WHAT THE TASK ASKS: Quote every one of the following records word for word, leaving out the pictures.
— Begin SUPPLIED RECORDS —
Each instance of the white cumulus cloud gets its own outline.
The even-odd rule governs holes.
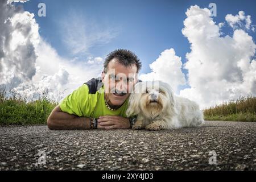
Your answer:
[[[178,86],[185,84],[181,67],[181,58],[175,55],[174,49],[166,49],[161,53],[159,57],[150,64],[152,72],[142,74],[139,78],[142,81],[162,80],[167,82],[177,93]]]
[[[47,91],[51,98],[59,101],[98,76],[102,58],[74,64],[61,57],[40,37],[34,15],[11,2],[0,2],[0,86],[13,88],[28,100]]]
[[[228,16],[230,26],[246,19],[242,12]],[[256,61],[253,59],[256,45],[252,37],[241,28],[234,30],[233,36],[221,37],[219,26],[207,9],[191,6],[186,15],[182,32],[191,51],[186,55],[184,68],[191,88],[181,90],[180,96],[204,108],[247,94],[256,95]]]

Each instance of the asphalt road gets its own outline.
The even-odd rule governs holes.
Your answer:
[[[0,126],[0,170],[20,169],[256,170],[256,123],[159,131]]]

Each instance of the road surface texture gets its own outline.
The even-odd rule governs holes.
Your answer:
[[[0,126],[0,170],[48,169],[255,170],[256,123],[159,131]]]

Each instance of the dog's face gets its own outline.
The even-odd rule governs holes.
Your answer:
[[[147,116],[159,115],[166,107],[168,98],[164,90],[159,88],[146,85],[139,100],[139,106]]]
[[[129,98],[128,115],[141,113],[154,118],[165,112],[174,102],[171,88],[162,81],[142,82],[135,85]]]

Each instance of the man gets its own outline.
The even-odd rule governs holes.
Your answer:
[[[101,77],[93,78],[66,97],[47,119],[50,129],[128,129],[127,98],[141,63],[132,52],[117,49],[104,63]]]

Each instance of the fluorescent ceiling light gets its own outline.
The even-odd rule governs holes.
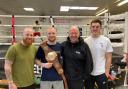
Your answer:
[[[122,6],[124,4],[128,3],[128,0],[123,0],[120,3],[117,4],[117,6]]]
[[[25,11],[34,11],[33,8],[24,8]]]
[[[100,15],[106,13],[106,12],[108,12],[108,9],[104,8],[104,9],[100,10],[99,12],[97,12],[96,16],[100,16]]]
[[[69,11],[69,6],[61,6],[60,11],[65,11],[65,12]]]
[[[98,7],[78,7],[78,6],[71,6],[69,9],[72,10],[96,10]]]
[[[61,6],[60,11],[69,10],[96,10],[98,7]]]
— End SUPPLIED RECORDS —
COMPLETE RESPONSE:
Each instance of the white cumulus cloud gets its own outline.
The even-odd rule governs holes.
Your answer:
[[[178,86],[185,84],[181,67],[181,58],[175,55],[174,49],[166,49],[161,53],[159,57],[150,64],[152,72],[142,74],[139,78],[142,81],[162,80],[167,82],[177,93]]]
[[[47,91],[51,98],[59,101],[98,76],[102,58],[74,64],[61,57],[40,37],[34,15],[11,2],[0,2],[0,86],[13,88],[28,100]]]
[[[228,16],[230,26],[246,19],[242,12]],[[256,61],[253,59],[256,45],[252,37],[241,28],[234,30],[233,36],[221,37],[219,26],[207,9],[191,6],[186,15],[182,32],[191,51],[186,55],[184,68],[191,88],[181,90],[180,96],[204,108],[247,94],[256,95]]]

Each instance of the asphalt road gets its own outline.
The even-odd rule governs holes.
Your answer:
[[[0,126],[0,170],[20,169],[256,170],[256,123],[159,131]]]

Each instance of the road surface texture gets its own outline.
The even-odd rule governs holes.
Your answer:
[[[0,126],[0,170],[48,169],[255,170],[256,123],[159,131]]]

Each instance of the dog's face gets its own outline.
The even-odd rule governs holes.
Your answer:
[[[147,116],[159,115],[166,107],[168,98],[164,90],[159,88],[146,85],[139,100],[139,106]]]
[[[129,98],[128,115],[141,113],[154,118],[165,112],[174,102],[171,88],[162,81],[142,82],[135,85]]]

Each instance of the man gets its own outline.
The even-odd rule governs holes.
Your answer:
[[[101,77],[93,78],[66,97],[47,119],[50,129],[128,129],[127,98],[141,63],[132,52],[117,49],[104,63]]]

Each instance of the fluorescent ceiling light gets its own outline.
The even-odd rule governs holes.
Your answer:
[[[122,6],[124,4],[128,3],[128,0],[123,0],[120,3],[117,4],[117,6]]]
[[[25,11],[34,11],[33,8],[24,8]]]
[[[100,15],[106,13],[106,12],[108,12],[108,9],[104,8],[104,9],[100,10],[99,12],[97,12],[96,16],[100,16]]]
[[[69,11],[69,6],[61,6],[60,11],[65,11],[65,12]]]
[[[98,7],[78,7],[78,6],[71,6],[69,9],[72,10],[96,10]]]
[[[61,6],[60,11],[69,10],[96,10],[98,7]]]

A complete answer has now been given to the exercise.